:: Supplied passage ::
┄┄┄┄┄┄┄┄┄┄┄┄┄┄┄┄┄┄┄┄

# `kts` Workflow
## Feature Engineering 

In [1]:
%pylab inline
import pandas as pd
import kts
from kts import *

Populating the interactive namespace from numpy and matplotlib


Let's read the data and save it to kts storage for faster access. We need to set `PassengerId` as index as kts assumes each object has a unique index.

In [3]:
%%time
train = pd.read_csv('../input/train.csv')
test = pd.read_csv('../input/test.csv')
train.set_index('PassengerId', inplace=True)
test.set_index('PassengerId', inplace=True)
test['Survived'] = -1
kts.save(train, 'train')
kts.save(test, 'test')

CPU times: user 30 ms, sys: 6.67 ms, total: 36.7 ms
Wall time: 39.9 ms


In [4]:
train.head()

┄┄┄┄┄┄┄┄┄┄┄┄┄┄┄┄┄┄┄┄

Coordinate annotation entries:
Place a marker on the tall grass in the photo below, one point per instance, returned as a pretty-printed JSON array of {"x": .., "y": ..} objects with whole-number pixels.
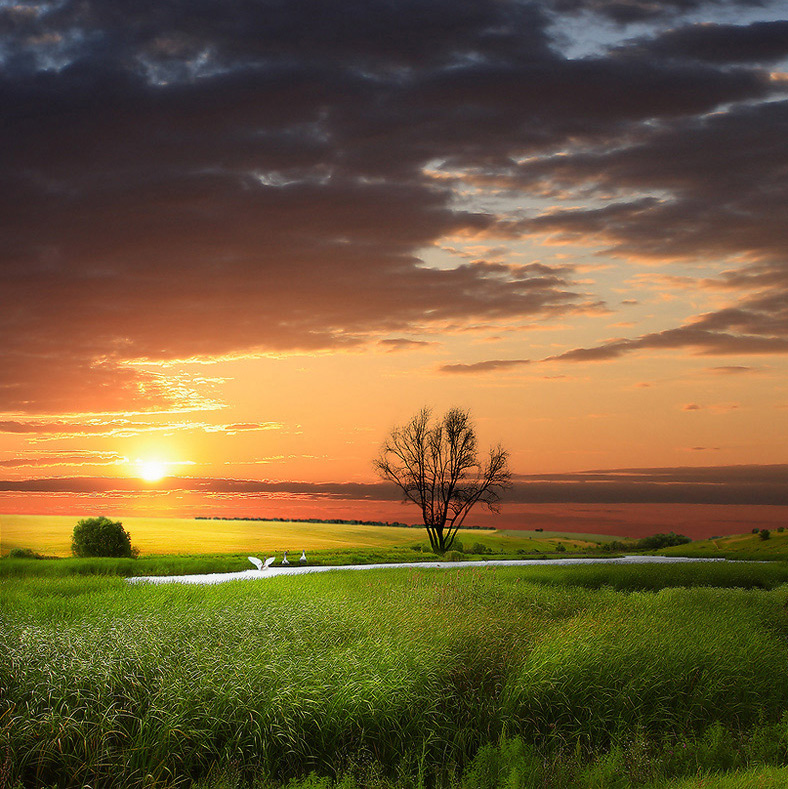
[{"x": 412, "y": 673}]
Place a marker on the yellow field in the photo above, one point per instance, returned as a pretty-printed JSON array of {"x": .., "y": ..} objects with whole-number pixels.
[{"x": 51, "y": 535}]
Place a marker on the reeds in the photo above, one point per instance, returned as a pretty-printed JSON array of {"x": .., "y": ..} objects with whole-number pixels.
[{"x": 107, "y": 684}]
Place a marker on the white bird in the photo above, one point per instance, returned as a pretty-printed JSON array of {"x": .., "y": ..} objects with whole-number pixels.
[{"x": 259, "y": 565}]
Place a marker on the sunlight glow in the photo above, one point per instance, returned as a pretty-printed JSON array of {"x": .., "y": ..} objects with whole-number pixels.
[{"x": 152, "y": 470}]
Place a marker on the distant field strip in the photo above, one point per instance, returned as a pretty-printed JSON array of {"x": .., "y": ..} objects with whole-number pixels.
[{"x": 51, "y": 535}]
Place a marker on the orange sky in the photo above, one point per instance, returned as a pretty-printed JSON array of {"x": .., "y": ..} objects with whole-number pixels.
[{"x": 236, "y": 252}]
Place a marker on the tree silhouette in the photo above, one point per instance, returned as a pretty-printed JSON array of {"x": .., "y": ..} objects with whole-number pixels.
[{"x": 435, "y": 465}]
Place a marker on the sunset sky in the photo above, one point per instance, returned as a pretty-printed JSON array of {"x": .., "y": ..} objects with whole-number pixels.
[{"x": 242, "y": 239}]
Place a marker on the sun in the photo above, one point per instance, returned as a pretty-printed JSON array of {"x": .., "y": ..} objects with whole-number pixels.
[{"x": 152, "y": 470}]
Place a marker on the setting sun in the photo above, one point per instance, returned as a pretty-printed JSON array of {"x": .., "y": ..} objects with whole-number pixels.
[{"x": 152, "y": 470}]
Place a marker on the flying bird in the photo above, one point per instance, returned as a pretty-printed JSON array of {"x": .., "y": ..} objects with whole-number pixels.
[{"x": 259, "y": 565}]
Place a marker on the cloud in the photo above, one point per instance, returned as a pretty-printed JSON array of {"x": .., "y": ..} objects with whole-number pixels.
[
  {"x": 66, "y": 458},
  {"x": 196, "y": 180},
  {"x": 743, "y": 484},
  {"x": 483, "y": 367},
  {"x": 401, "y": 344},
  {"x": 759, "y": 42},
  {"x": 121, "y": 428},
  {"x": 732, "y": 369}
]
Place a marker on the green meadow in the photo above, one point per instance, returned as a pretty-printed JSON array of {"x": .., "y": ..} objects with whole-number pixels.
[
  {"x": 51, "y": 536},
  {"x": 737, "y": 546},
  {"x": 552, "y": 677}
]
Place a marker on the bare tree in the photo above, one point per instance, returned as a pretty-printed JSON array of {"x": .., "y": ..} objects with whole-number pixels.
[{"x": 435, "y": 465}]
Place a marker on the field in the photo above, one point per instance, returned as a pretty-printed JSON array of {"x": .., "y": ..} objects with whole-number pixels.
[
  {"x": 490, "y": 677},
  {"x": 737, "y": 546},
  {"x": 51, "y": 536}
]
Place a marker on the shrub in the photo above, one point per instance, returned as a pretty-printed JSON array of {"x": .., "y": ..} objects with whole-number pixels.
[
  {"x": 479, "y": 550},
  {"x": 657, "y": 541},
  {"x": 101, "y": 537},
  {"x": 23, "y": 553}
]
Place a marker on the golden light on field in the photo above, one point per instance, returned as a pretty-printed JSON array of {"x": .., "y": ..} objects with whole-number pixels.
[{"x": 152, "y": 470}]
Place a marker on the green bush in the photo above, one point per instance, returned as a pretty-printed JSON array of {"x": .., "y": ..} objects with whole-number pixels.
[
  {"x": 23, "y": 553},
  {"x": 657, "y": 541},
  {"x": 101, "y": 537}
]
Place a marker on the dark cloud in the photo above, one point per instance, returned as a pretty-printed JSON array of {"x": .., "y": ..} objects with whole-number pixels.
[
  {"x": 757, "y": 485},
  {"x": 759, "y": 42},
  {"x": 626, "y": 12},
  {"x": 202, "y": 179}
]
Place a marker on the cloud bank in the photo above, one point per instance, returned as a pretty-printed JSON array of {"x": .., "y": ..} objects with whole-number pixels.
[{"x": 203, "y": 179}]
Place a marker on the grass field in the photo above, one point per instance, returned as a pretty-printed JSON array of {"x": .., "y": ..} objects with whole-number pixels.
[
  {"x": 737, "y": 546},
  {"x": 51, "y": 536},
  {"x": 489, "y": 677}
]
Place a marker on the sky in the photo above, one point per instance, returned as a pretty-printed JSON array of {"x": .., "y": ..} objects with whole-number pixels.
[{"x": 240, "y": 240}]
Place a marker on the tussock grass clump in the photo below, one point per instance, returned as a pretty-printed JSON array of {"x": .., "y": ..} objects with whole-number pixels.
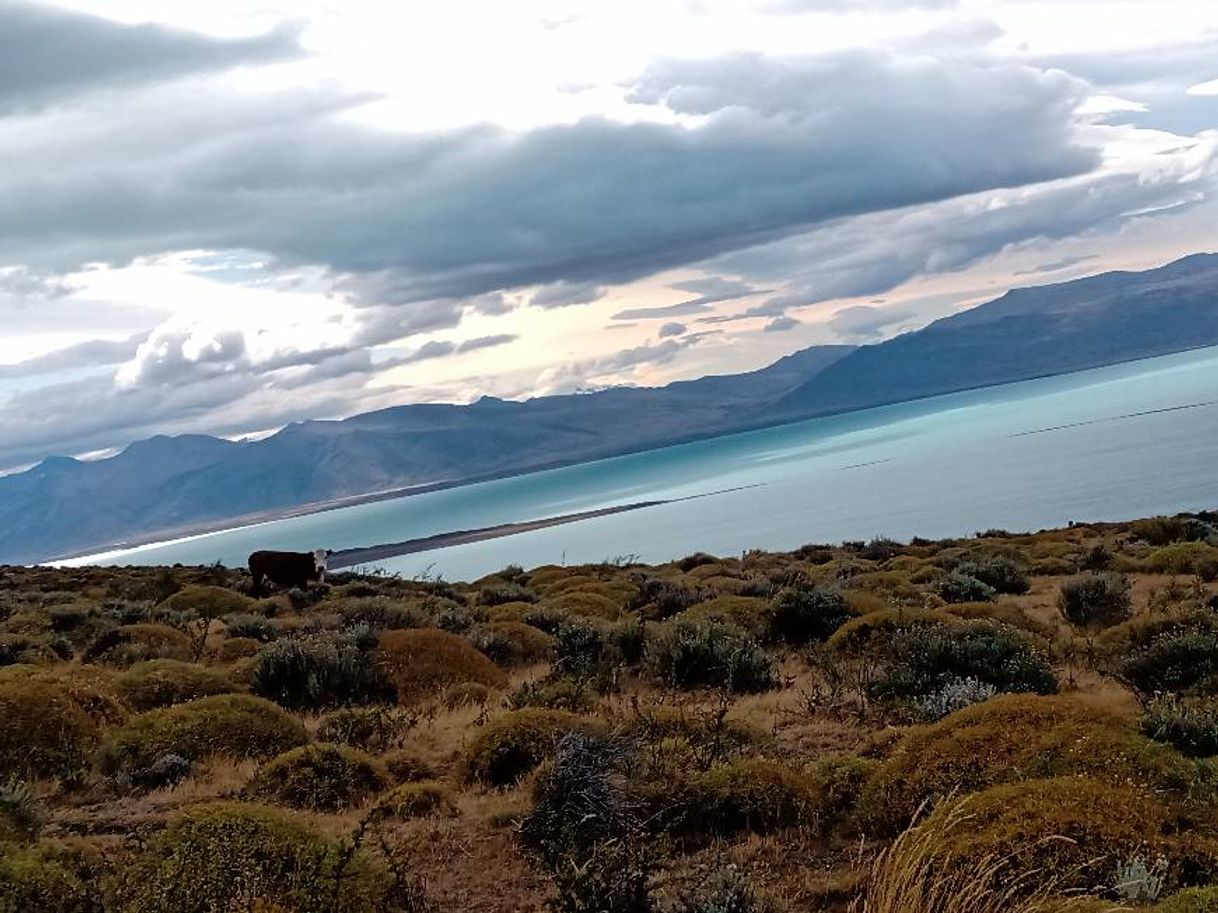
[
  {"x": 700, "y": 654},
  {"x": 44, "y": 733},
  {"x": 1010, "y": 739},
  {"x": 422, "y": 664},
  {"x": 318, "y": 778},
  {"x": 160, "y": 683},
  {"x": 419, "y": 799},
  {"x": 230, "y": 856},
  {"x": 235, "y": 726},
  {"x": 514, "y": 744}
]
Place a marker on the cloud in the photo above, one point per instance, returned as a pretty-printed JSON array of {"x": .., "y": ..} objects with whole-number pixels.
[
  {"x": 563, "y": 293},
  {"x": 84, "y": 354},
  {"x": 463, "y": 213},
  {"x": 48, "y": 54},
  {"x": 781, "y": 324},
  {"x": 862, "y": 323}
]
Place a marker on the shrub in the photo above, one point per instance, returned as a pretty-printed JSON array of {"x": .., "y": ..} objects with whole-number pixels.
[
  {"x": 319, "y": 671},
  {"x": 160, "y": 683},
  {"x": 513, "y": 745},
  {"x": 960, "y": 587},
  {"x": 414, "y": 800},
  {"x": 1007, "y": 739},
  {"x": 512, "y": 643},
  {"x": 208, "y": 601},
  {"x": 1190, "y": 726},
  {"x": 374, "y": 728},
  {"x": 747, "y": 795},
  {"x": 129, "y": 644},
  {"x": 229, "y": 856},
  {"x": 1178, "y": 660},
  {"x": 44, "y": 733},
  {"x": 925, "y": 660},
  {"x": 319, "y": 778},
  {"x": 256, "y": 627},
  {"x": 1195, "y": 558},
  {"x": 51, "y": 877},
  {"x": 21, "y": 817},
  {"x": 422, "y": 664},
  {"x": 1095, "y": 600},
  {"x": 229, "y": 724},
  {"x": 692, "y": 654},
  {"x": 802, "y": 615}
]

┄┄┄┄┄┄┄┄┄┄┄┄┄┄┄┄┄┄┄┄

:: Written tasks ::
A. Answer these questions from the kts workflow page, one per line:
(i) Which column is set as the index of both data frames?
(ii) What value is assigned to the `Survived` column of the test data?
(iii) What wall time is reported for the cell that reads and saves the data?
B. Collect every line of the entries that contains the word "green", and copy each one in full.
The entries are unrelated to the kts workflow page.

:: Solutions ::
A.
(i) `PassengerId`
(ii) -1
(iii) 39.9 ms

B.
Place a marker on the green meadow in the photo above, one point per instance, returned as a pretty-printed JSON array of {"x": .., "y": ..} objects with whole-number pixels.
Place a marker on the green bush in the photo above, one point per instance, returned as a pretty-printed JSON array of {"x": .., "y": ..} objects with whole-number pixels.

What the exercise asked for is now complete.